(PROMPT)
Put the lines of the material below, from the line holding "Question. For every instance of the blurred" through the line holding "Question. For every instance of the green", inclusive, into a numbered list. Skip blank lines and leave the pictures out.

(ENTRIES SHOWN)
╭──
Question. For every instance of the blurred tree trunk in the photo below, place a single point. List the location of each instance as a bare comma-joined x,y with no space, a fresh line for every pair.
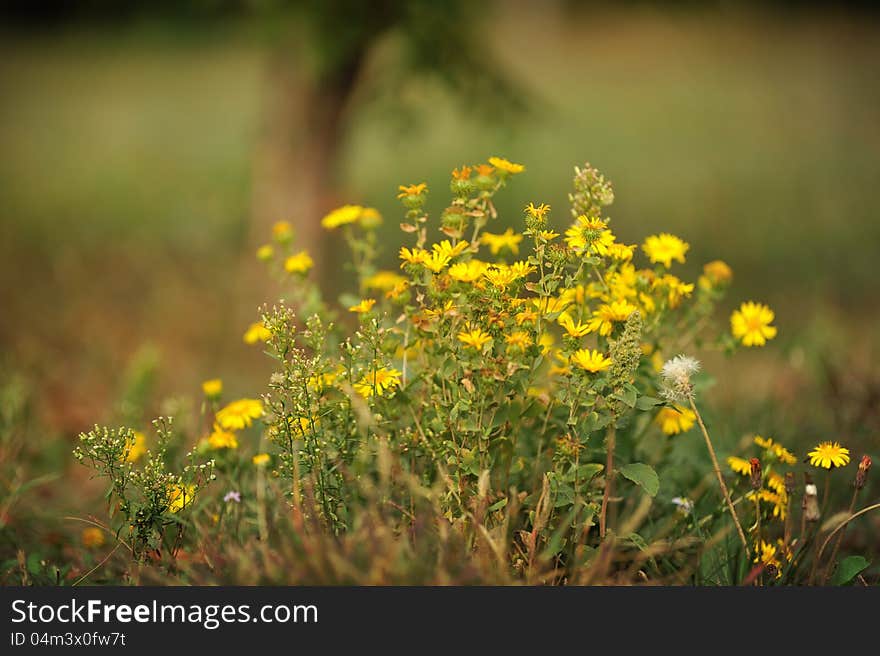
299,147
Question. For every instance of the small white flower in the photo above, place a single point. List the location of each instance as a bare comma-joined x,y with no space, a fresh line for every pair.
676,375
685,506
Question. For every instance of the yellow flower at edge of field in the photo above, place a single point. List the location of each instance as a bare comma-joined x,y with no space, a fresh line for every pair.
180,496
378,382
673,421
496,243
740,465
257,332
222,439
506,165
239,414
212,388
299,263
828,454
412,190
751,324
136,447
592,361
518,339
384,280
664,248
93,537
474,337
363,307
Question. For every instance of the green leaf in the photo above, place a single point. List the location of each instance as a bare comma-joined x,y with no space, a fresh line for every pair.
╰──
╭──
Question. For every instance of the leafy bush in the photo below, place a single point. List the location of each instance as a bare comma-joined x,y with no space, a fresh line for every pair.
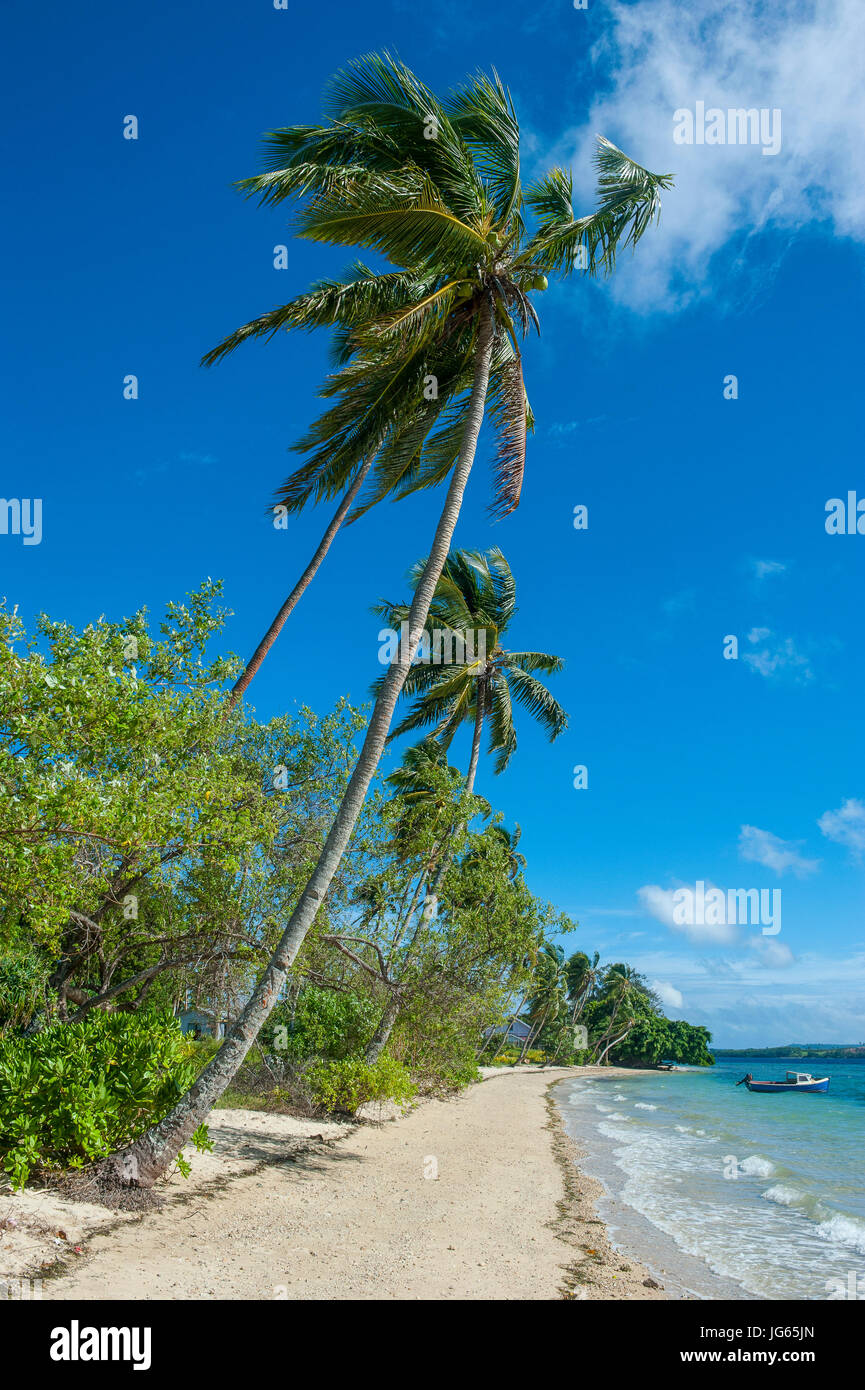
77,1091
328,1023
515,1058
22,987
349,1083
╰──
(ANSWER TO THE PROBLEM)
1. Question. For every instance of the blurred tree trunk in the photo below, place a single point. List the location of each instance as a bare comma-joined x,y with no space, a fresh line for every pair.
2. 299,147
3. Question. For every instance of the small white flower in the photo above, place a single point. List the location of each instance as a bare comma-joined x,y with no space, a fresh line for every pair.
4. 676,375
5. 685,506
6. Question. For every instance of the yellow flower at edge of field in the photo above, place a single point. List the location of each instance as a bare comma-joined x,y with no space, a fresh line for every pair.
7. 180,496
8. 378,382
9. 673,421
10. 496,243
11. 740,465
12. 257,332
13. 222,439
14. 506,165
15. 239,414
16. 212,388
17. 299,263
18. 828,454
19. 412,190
20. 751,324
21. 136,447
22. 592,361
23. 518,339
24. 384,280
25. 664,248
26. 93,537
27. 474,337
28. 363,307
29. Question. For every instance of the green leaf in the photo above, place a single point. List the location of each instance as a bare comma-joined x,y with no space, a fresh line for every pair.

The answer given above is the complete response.